WHAT YOU NEED TO DO:
Transcribe the passage of the Bernie Milton text starting at "Bernard Lawrence Milton" and ending at "the early 2000s.".

Bernard Lawrence Milton (January 30, 1942 – May 19, 2002) better known as "Bernie", was a soul and rhythm & blues singer from Ithaca, New York. He was a regional musician who performed in a variety of acts throughout Central New York from the 1950s through the early 2000s.

== Early life ==
Bernie was born in Ithaca, New York on January 30, 1942, the second of Curtis and Agnes (Johnson) Milton's three sons. His mother Agnes was a classically trained pianist and attended the Ithaca Conservatory of Music, which later became Ithaca College.

== Performing ==
From a young age, Bernie performed alongside his mother at church. At the age of eleven, he performed in a talent contest at the Apollo Theater in Harlem, singing one of Elvis Presley's hits, "I Got a Woman". Throughout the 1950s, Milton performed throughout the Ithaca-area as a frequent act for fraternity and alumni festivities at Cornell University, local community centers, clubs and concert halls. He was often in lineups alongside Bobby Comstock, another hometown musician. He signed his first record deal in 1960 and achieved more regional popularity with his single "The Waddle" in 1962. His other signature single "60/40" was penned in 1985.

== Radio ==
In 1983, Milton became an on-air radio disc jockey at Ithaca College's radio station, local 91.7 WICB, hosting a Friday morning show called "Looking Back", playing soul, rhythm & blues and Motown music. Shortly after Bernie's passing in 2002, his nephew, Ricky Milton assumed the host role and remains in the position currently.

DATASET EXTRACT:
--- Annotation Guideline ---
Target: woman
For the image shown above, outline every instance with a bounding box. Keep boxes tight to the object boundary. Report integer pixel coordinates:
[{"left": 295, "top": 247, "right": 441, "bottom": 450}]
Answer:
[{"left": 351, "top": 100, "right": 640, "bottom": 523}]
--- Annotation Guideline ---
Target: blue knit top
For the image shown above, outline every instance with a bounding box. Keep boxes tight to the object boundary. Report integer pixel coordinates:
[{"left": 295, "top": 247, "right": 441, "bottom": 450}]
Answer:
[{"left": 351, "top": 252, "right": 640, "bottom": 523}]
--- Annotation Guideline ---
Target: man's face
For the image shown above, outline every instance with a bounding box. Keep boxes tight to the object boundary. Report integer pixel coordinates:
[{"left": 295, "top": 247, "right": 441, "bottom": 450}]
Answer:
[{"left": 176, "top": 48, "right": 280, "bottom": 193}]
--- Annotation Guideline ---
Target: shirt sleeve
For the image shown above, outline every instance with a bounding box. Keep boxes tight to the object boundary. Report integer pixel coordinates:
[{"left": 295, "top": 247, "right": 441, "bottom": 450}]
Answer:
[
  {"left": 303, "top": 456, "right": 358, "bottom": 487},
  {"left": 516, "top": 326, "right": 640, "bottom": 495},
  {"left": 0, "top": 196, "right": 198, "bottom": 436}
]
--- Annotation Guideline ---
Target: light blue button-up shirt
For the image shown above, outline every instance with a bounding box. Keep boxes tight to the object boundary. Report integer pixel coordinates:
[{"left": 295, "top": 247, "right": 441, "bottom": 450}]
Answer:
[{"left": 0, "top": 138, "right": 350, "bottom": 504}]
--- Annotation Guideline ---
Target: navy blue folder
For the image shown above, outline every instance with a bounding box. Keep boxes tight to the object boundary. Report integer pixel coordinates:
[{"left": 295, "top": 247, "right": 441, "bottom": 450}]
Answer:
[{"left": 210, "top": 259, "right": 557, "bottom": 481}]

ANSWER TO THIS EXERCISE:
Bernard Lawrence Milton (January 30, 1942 – May 19, 2002) better known as "Bernie", was a soul and rhythm & blues singer from Ithaca, New York. He was a regional musician who performed in a variety of acts throughout Central New York from the 1950s through the early 2000s.